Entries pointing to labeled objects
|---|

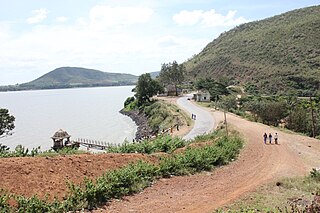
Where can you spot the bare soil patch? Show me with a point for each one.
(48, 175)
(257, 164)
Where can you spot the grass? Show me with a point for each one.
(162, 115)
(286, 195)
(21, 151)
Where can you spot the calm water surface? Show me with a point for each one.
(91, 113)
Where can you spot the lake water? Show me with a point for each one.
(91, 113)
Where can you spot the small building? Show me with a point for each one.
(202, 96)
(60, 139)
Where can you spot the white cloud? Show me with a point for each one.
(104, 16)
(39, 16)
(207, 18)
(62, 19)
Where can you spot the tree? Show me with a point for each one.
(146, 88)
(172, 73)
(6, 122)
(214, 88)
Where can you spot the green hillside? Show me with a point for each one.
(278, 55)
(68, 77)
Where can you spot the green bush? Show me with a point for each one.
(315, 174)
(4, 206)
(135, 176)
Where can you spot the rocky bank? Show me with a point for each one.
(141, 121)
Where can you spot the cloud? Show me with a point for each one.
(207, 18)
(62, 19)
(39, 16)
(102, 16)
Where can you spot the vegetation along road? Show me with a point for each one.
(203, 122)
(257, 165)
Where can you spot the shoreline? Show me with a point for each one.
(141, 120)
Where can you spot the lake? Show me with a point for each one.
(91, 113)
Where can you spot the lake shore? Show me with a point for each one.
(141, 121)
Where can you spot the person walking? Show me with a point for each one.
(270, 138)
(276, 138)
(265, 136)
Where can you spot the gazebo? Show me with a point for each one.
(60, 139)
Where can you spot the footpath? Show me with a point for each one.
(257, 164)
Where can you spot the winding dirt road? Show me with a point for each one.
(204, 121)
(257, 164)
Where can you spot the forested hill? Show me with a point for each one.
(278, 55)
(68, 77)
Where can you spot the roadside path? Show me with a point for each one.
(257, 164)
(204, 122)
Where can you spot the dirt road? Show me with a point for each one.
(258, 164)
(203, 122)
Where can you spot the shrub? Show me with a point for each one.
(161, 144)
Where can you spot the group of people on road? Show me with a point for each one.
(193, 116)
(265, 138)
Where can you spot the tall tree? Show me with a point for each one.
(6, 122)
(172, 74)
(146, 88)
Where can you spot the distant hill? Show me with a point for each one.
(278, 55)
(68, 77)
(154, 74)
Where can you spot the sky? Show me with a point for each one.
(122, 36)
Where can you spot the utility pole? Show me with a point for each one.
(313, 119)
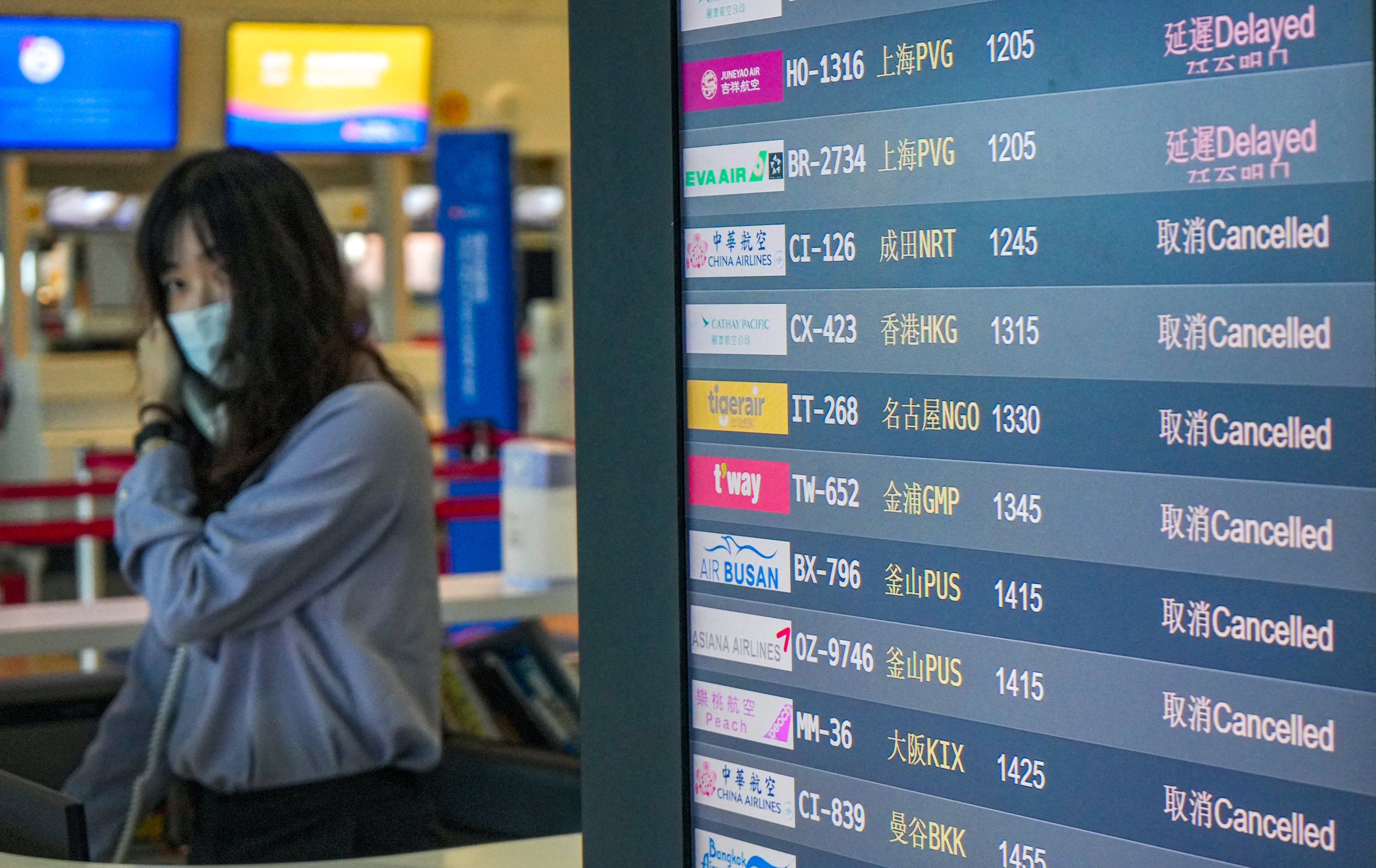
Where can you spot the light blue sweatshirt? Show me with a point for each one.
(310, 605)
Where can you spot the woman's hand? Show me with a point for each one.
(160, 368)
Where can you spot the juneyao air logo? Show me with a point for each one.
(749, 408)
(723, 170)
(738, 483)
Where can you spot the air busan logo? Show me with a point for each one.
(746, 562)
(738, 483)
(716, 851)
(724, 170)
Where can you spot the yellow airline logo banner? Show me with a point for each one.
(749, 408)
(328, 87)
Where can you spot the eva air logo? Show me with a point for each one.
(724, 170)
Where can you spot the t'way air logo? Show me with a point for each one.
(738, 483)
(748, 408)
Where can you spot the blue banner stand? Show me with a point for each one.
(478, 299)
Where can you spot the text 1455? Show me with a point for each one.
(1021, 856)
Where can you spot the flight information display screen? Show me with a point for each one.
(86, 83)
(1031, 432)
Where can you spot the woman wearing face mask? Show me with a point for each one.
(280, 523)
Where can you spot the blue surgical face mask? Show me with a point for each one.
(201, 333)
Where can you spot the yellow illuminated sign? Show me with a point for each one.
(328, 87)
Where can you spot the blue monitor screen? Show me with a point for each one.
(89, 84)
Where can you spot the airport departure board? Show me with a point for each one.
(1031, 432)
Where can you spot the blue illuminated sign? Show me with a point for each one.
(89, 83)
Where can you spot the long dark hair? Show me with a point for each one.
(296, 332)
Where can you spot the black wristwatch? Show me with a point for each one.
(160, 430)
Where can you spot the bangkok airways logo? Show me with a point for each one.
(716, 851)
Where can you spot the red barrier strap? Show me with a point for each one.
(475, 508)
(65, 533)
(34, 492)
(111, 461)
(55, 533)
(468, 469)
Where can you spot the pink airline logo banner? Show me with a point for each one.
(738, 483)
(726, 83)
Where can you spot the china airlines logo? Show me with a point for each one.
(697, 252)
(705, 781)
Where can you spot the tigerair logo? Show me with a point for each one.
(746, 408)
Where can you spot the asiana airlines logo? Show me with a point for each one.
(716, 851)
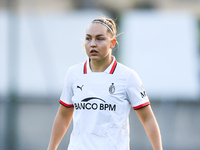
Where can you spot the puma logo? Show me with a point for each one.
(80, 87)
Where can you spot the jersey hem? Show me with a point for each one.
(66, 105)
(141, 106)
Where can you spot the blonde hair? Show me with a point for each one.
(109, 23)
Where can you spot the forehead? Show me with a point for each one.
(96, 29)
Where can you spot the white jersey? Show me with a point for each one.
(102, 102)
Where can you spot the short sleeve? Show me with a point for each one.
(135, 91)
(67, 92)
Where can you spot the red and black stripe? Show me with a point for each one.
(111, 71)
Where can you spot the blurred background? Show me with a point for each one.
(39, 40)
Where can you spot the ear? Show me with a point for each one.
(113, 42)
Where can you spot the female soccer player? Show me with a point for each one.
(99, 94)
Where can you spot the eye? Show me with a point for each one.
(87, 38)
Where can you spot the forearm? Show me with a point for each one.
(60, 126)
(153, 133)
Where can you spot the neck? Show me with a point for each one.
(101, 65)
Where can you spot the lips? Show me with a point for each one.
(93, 52)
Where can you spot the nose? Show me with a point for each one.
(93, 43)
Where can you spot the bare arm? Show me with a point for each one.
(60, 126)
(149, 122)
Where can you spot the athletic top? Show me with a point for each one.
(102, 102)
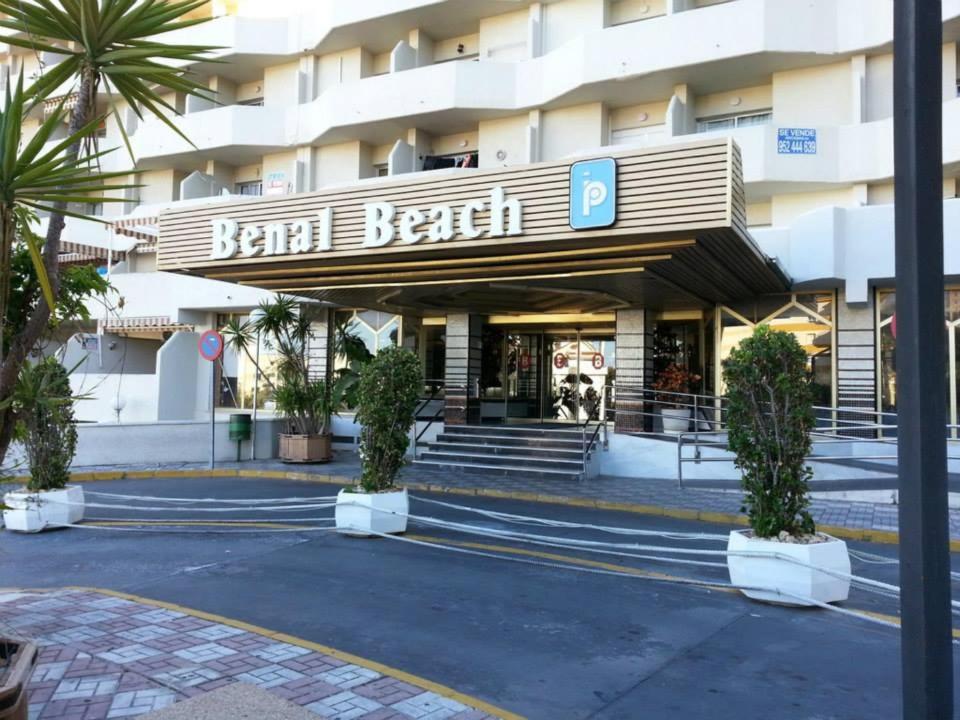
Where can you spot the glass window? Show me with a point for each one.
(376, 329)
(807, 316)
(237, 373)
(887, 352)
(729, 122)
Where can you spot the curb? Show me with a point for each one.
(883, 537)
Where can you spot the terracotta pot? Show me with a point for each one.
(306, 448)
(13, 691)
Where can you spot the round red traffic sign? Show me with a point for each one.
(211, 345)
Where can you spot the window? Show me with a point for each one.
(254, 187)
(376, 329)
(807, 316)
(729, 122)
(462, 160)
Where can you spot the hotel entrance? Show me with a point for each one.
(545, 375)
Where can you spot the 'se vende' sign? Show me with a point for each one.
(440, 223)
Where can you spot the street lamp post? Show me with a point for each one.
(926, 632)
(255, 316)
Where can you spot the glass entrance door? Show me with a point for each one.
(524, 378)
(580, 366)
(538, 376)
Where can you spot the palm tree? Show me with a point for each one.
(109, 44)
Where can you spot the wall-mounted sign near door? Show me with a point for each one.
(211, 345)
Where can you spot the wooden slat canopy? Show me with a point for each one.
(680, 232)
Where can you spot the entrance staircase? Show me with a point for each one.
(544, 452)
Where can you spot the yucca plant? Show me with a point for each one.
(109, 44)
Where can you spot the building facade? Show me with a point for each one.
(542, 199)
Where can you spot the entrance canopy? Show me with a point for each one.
(662, 227)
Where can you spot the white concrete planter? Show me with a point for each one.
(675, 420)
(766, 570)
(33, 512)
(366, 514)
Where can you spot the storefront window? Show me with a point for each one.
(807, 316)
(887, 352)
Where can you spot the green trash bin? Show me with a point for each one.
(239, 427)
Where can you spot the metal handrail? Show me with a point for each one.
(438, 386)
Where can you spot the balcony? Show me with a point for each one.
(238, 132)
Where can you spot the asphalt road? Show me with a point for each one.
(540, 640)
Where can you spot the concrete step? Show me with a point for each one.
(506, 440)
(538, 451)
(494, 471)
(519, 463)
(517, 431)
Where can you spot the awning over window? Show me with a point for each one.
(141, 326)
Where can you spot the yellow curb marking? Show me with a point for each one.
(378, 667)
(201, 523)
(882, 537)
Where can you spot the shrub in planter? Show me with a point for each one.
(769, 418)
(388, 393)
(673, 385)
(43, 407)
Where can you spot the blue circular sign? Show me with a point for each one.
(211, 345)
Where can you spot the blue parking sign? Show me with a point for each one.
(796, 141)
(593, 194)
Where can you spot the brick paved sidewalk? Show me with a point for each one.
(109, 657)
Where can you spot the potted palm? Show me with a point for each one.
(387, 395)
(305, 402)
(781, 558)
(673, 384)
(42, 406)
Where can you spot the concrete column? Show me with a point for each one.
(681, 117)
(318, 346)
(634, 367)
(308, 79)
(462, 371)
(856, 355)
(423, 47)
(858, 91)
(306, 169)
(535, 30)
(533, 136)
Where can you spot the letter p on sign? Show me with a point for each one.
(593, 194)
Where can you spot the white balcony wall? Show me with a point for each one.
(232, 126)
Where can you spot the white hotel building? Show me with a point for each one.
(752, 143)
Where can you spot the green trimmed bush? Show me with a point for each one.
(769, 420)
(43, 407)
(387, 397)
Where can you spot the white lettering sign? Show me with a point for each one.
(441, 223)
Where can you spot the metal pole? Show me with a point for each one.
(213, 411)
(256, 387)
(926, 653)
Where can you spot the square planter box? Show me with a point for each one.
(794, 579)
(33, 512)
(360, 513)
(306, 448)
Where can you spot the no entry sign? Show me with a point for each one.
(211, 345)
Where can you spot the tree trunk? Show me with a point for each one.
(21, 345)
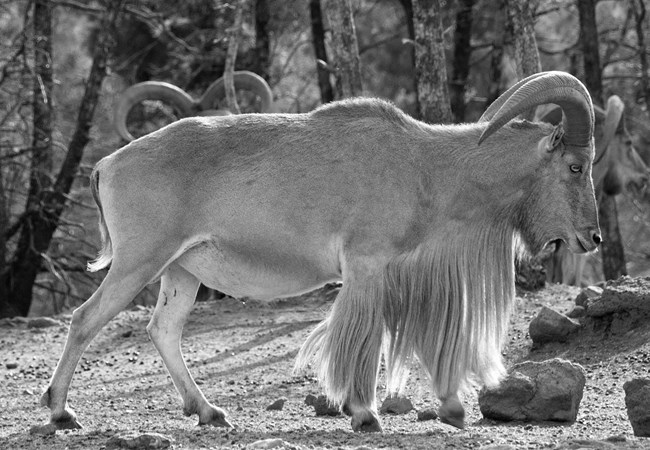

|---|

◆ WHAT IS BEING ASKED: Find every line above that contains the word "black" and copy each one out.

◆ COMPLETE RESPONSE:
Where can you spot the black wristwatch? Show me with a point for each one.
Where can you spot the red and black stripe? Show me with a point for each one.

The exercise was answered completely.